The Rocky Shore

Thursday, August 17, 2006

Who Cares!?!

Several years ago, we had a lesson in Relief Society about the temple. A sweet, older lady told a story of how little she felt judged at the temple.
The week previously, she had been in Portland visiting family. She was dressed casually, but wanted to walk the temple grounds. A matron came out and, after talking to her for a little while, asked her if she wanted to join the next session. The woman was surprised, but delighted and entered the temple to take part in the endowment session. She left feeling uplifted, edified, and not judged for her appearance.
After the woman recanted her story, the relief society room erupted. Several were shocked that she was allowed in the temple at all. Many felt it their duty to stress the importance of dressing "appropriately" to the temple--nylons and all. Of course we should not go to the temple in casual dress, but rather than accepting this woman's story of what an accepting atmosphere the temple presents, they were shocked, stunned, and in fact, began judging the situation and this woman like crazy.
I've been pondering this story and have decided to post a list of "who cares." After all, this is the church of Jesus Christ--the one man who never judged. Why, then, are we the church of relentless judging?
Who cares if people's spiritual stories are not spiritual to us?
Who cares if people do not dress "appropriately" to church? What does this mean, anyway?
Who cares if a woman wears slacks to church? We all know we wish we could.
Who cares if someone's child is freaking out in sacrament meeting? They may be actually paying attention to the talk and getting something out of it.
Who cares if someone says "crap" in their sacrament meeting talk? It is funny.
Who cares if someone gets something pierced, or, when bending over, exposes a tatoo?
Who cares if someone gets divorced over something we may not approve?
Who cares if a child/adult is not prepared for a sacrament meeting talk? They may just be really nervous.
Who cares if someone wishes to bare their testimony about their dead cat?
Who cares if I've misspelled something on this blog?
Who cares if someone's cell phone rings right as the chapel gets really quiet?

I ask you to join me in my list of "who cares." We really need to be a little less judgemental and a little more Christ-like. Afterall, we don't know anybody else's situation or circumstance.

23 Comments:

  • I thought of a couple more:
    Who cares if you watch rated R movies?
    Who cares if you only watch PG movies?

    By Blogger Jilopa, at Thursday, August 17, 2006 5:13:00 PM  

  • Who cares if I have a beard??!!

    By Blogger Jared E., at Thursday, August 17, 2006 6:36:00 PM  

  • jilopa,
    I love your posts. I'm gonna have to think about this one....
    I care about so many things.
    Let me think......hummmm.....

    By Anonymous ladyinthehat, at Thursday, August 17, 2006 6:56:00 PM  

  • Here's what I think: I want to know how we can get each other to stop fearing what every one around us thinks and feels about us. How can we learn the gospel of love well enough to share that powerful influence we have with everyone we come in contact with instead of masking our fear of rejection by making sure we judge first? Or react to all the things on your list? SB

    By Anonymous Anonymous, at Thursday, August 17, 2006 8:54:00 PM  

  • You spelled "bear" their testimony wrong...

• _Written instruction_:
Rewrite the part of the blog post that begins with "Who cares if I've" and ends with "situation or circumstance.", putting "pager" in place of "cell phone".

• _Data rows_:

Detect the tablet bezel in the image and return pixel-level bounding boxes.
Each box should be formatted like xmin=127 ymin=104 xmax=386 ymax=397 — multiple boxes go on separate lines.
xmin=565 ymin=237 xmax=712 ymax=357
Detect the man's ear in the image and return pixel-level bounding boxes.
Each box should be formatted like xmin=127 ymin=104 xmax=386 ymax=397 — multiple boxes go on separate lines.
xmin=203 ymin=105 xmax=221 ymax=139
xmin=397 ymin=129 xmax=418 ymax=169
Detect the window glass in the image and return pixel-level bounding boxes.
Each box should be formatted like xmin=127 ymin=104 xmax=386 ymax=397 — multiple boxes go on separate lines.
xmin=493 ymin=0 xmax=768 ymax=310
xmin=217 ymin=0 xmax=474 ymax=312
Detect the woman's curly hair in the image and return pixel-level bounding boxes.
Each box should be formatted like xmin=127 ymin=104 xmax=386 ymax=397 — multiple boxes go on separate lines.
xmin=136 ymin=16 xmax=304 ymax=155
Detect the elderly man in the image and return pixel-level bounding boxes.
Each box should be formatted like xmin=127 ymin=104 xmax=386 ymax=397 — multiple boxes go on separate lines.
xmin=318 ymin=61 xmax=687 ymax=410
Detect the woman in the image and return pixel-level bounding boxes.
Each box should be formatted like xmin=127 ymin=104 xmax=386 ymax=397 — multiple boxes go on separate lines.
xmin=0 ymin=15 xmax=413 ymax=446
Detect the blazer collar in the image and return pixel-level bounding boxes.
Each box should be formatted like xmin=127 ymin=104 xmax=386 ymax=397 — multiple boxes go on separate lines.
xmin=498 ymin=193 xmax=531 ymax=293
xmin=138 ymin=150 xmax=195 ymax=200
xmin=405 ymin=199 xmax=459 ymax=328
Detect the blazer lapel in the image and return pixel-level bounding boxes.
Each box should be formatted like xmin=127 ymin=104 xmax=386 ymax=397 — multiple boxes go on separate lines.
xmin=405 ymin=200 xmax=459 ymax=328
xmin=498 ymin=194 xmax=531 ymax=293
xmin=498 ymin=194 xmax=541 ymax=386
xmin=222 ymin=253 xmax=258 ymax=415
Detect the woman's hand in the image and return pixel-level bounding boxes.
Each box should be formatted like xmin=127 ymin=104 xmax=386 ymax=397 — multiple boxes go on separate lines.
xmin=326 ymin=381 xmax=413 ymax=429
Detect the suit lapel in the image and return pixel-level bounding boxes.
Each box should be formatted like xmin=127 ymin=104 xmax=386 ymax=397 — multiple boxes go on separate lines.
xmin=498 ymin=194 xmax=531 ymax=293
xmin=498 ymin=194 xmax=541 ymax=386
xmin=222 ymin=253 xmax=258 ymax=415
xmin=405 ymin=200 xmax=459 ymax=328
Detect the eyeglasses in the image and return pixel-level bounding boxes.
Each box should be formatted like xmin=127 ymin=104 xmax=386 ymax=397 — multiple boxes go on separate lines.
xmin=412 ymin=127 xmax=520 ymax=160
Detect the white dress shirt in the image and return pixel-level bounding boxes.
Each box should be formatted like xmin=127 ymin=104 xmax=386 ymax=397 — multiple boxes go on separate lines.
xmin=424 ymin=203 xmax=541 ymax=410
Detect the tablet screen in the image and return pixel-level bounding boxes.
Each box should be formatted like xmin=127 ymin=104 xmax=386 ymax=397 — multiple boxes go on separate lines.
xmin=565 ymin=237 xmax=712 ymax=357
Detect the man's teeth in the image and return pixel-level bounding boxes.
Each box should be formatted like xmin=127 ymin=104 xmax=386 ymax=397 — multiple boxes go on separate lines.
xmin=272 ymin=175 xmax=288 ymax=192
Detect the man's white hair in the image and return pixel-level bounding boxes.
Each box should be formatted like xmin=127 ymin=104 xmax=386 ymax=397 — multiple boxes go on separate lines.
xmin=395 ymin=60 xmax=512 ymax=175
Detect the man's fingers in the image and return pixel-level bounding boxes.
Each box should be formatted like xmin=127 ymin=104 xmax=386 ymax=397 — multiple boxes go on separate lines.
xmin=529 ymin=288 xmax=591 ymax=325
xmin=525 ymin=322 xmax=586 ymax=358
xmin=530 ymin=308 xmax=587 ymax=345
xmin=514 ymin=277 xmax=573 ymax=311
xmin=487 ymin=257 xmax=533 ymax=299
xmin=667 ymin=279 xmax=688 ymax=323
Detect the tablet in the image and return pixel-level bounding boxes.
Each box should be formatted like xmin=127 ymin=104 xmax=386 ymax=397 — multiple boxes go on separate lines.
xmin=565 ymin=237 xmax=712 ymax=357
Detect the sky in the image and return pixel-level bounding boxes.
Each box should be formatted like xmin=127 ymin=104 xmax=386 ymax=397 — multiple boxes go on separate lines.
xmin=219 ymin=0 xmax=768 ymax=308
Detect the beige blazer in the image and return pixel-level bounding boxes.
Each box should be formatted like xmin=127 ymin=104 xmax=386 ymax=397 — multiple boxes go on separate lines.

• _Full answer_:
Who cares if I've misspelled something on this blog?
Who cares if someone's pager rings right as the chapel gets really quiet?

I ask you to join me in my list of "who cares." We really need to be a little less judgemental and a little more Christ-like. Afterall, we don't know anybody else's situation or circumstance.